Toba was a supervolcano that erupted approximately 73,500 years ago. It is considered by geologists to have been the largest volcanic eruption within the past 20 million years. The eruption lasted two weeks. Core samples evidence ash layer deposits of 3 meters in some parts of India and 10-12 centimeters in the Indian Ocean. The island of Samosir formed as a "resurgent dome" to cap off the last explosions of Toba's supereruption.1


What is a Supervolcano?

A supervolcano is like a regular volcano in that it is a geologic phenomenon in which the buildup of magma causes an eruption through the earth's crust of hot molten rock and volatile gases. However, a supervolcano's eruption is on a considerably larger scale.

All volcanoes are measured on what is called the Volcanic Explosivity Index (VEI). Eruptions are categorized on a range of 0 to 8, with a score of 8 being reserved for only the most cataclysmic of eruptions. Each gradation in the range represents an eruption that is ten times as powerful than the previous categorical gradation. The largest eruption in recorded human history, Tambora, received a VEI score of 7. Toba received a score of 8.

Supervolcanoes don't look like regular volcanoes. They do not form familiar conical shapes like Mount St. Helens or Mount Fuji. Instead, they form large crater-like depressions in the earth called calderas. Rather than breaking the surface via periodic eruptions like other volcanoes, magma from the earth's core concentrates just beneath the crust, building up an unbelievable amount of pressure for tens, even hundreds of thousands of years. Once this pressure becomes too much for the brittle layer of crust containing it, the magma breaks through, expelling a titanic volume of ash and gases way up into the upper atmosphere. After the super-eruption, the earth's crust collapses and forms the caldera depression.


Eruptions with the magnitude of a supervolcano occur infrequently, on average once every 50,000 years.2 This is pretty fortunate since the volume of volcanic materials expelled is many times greater than any volcano man has experienced in human history. Because of their scale, super-eruptions have the potential to severely alter the world's climate which has some devastating effects on world agriculture, vegetation, animal life and humans.

What were the effects on global climate?

The debris kicked up by a supervolcano is essentially enough to create an atmospheric veil that absorbs and reflects the sun's rays back into space. This would in turn serve to cool the earth as it blocks solar radiation from reaching the surface of the planet. Scientists term the climatic aftereffects of a supereruption a Volcanic Winter.

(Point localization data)
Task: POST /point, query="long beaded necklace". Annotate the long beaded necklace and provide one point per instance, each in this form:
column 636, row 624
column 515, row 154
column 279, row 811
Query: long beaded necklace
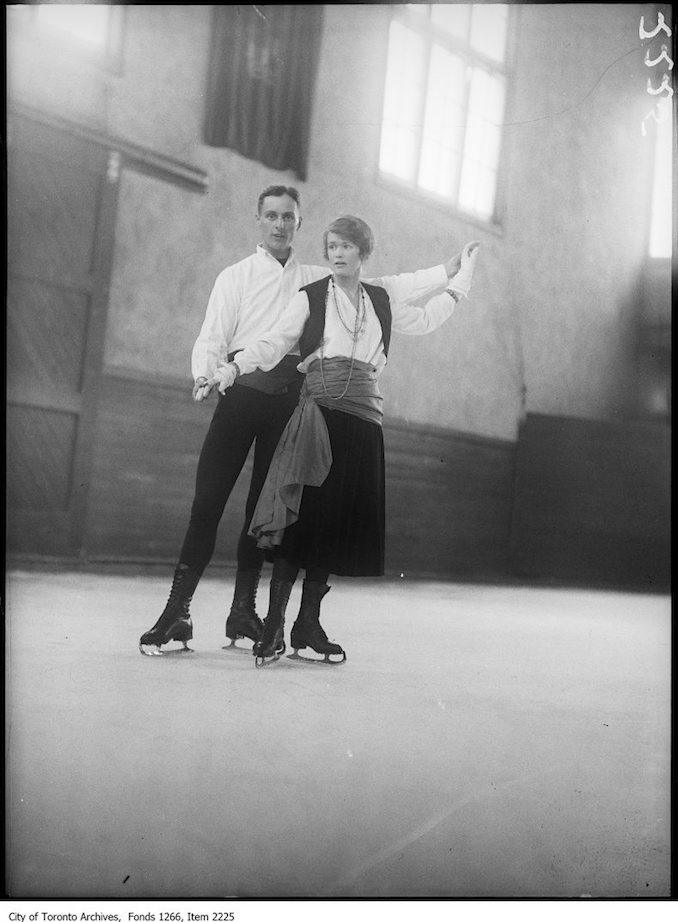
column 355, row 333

* * *

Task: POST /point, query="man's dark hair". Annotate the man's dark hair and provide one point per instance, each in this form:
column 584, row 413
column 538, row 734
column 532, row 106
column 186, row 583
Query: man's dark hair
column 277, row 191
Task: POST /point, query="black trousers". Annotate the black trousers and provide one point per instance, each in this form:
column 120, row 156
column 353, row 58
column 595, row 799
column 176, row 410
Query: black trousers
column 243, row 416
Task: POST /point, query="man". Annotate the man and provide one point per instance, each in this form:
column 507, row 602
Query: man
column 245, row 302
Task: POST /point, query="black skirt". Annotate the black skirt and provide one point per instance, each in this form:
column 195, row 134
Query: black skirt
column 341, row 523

==

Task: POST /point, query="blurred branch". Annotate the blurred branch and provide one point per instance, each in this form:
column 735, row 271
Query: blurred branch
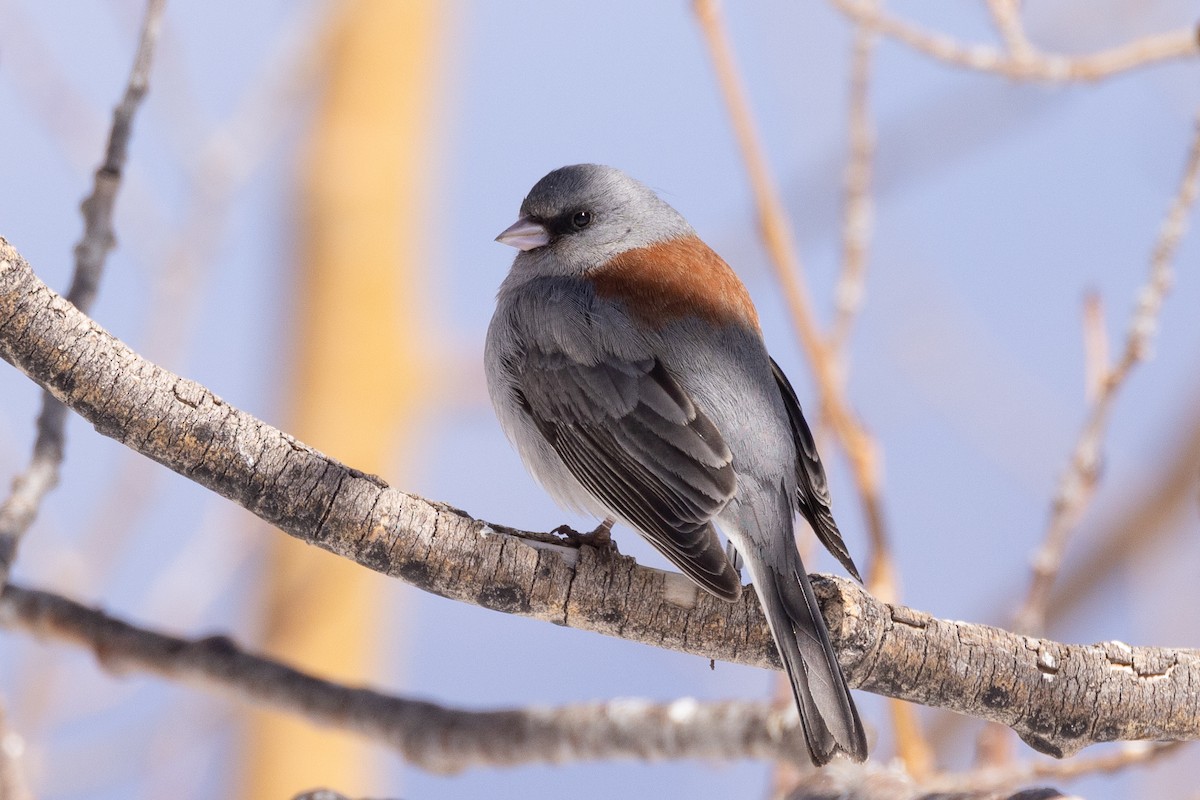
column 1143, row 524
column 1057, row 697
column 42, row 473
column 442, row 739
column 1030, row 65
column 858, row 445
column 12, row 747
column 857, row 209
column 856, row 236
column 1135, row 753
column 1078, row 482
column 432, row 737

TASK 1:
Extract the part of the Toba passage starting with "Toba was a supervolcano" and going on through "considerably larger scale.".
TASK 2:
List every volcano that the Toba passage names, including Toba itself.
The material has nothing to do with the Toba passage.

YOUR RESPONSE 1:
Toba was a supervolcano that erupted approximately 73,500 years ago. It is considered by geologists to have been the largest volcanic eruption within the past 20 million years. The eruption lasted two weeks. Core samples evidence ash layer deposits of 3 meters in some parts of India and 10-12 centimeters in the Indian Ocean. The island of Samosir formed as a "resurgent dome" to cap off the last explosions of Toba's supereruption.1


What is a Supervolcano?

A supervolcano is like a regular volcano in that it is a geologic phenomenon in which the buildup of magma causes an eruption through the earth's crust of hot molten rock and volatile gases. However, a supervolcano's eruption is on a considerably larger scale.

YOUR RESPONSE 2:
Toba, Tambora, Mount St. Helens, Mount Fuji